> [Dataset excerpts]:
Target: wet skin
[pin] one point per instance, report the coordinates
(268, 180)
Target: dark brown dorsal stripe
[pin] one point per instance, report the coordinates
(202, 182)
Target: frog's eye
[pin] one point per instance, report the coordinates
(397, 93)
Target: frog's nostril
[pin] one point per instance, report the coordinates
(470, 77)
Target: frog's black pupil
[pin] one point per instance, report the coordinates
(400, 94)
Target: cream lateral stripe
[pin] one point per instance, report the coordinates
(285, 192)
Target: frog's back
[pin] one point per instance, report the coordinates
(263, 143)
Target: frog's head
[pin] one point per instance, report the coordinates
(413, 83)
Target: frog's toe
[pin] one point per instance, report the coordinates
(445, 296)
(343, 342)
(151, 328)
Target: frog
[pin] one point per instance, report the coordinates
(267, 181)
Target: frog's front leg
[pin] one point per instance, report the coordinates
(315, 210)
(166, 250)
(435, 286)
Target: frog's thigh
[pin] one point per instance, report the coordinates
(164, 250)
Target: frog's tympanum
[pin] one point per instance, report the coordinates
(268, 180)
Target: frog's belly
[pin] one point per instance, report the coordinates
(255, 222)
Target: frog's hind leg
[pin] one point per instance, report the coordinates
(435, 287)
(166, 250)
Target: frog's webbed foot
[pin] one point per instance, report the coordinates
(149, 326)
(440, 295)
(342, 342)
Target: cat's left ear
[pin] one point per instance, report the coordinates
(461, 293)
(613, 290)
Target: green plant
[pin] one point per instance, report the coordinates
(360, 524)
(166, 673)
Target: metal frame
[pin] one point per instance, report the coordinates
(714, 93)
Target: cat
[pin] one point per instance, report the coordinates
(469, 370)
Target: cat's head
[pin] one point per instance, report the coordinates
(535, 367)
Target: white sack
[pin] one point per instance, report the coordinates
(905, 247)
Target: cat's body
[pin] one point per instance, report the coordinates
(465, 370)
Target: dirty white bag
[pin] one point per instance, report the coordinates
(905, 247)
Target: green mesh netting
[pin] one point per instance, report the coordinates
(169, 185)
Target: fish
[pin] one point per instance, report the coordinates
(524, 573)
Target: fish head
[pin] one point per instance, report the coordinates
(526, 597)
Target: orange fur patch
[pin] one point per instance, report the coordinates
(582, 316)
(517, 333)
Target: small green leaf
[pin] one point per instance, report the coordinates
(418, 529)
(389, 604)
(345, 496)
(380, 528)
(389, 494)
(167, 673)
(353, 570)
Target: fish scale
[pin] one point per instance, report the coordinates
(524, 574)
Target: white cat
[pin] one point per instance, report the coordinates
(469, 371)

> [To do]: Among the lines of the records, copy out each one that contains the word "stripe".

> [Written solution]:
Target: dark brown dorsal stripe
Target: cream lateral stripe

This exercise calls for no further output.